*Task brief*.
Could you please find each line in the records that contains the word "snow" and copy it?

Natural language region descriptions
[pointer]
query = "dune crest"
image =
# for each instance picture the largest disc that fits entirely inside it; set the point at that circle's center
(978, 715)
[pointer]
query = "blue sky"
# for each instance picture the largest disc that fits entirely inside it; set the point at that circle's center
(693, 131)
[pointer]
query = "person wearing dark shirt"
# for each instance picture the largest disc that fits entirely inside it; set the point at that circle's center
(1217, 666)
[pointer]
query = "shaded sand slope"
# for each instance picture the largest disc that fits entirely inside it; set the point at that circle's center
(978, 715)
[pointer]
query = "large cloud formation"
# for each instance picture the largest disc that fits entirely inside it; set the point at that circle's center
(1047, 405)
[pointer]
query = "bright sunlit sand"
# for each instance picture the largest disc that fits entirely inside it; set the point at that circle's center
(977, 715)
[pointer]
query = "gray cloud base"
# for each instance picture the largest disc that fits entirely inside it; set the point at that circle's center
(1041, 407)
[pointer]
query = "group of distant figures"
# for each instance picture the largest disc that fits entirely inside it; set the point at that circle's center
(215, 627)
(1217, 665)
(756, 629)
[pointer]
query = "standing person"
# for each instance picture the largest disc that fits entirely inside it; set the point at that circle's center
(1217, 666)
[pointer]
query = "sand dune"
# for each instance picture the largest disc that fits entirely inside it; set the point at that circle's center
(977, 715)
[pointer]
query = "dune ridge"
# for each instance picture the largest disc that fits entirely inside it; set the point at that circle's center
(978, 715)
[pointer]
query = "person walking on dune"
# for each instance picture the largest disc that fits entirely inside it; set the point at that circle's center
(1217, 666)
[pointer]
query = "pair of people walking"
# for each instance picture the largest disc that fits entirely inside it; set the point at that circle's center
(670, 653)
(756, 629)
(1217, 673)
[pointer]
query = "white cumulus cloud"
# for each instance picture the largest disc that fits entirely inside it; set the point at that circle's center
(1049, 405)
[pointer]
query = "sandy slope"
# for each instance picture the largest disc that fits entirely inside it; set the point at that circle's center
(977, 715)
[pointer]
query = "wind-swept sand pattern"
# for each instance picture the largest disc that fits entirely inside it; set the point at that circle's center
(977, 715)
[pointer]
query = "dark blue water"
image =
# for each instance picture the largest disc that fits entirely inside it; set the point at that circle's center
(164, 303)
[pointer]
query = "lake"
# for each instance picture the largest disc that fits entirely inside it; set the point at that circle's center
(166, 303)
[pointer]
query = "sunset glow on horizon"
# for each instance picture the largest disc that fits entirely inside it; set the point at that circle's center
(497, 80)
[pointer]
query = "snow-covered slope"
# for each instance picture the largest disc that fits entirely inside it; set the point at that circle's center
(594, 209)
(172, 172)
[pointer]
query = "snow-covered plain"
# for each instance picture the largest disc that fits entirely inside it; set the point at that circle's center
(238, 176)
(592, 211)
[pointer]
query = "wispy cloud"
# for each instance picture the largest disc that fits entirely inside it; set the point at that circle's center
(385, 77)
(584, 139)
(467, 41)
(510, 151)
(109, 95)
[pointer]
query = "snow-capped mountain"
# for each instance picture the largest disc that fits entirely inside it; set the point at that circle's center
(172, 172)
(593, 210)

*Task solution*.
query = "snow-covered slope"
query = "snow-covered plain"
query = "snow-capped mountain"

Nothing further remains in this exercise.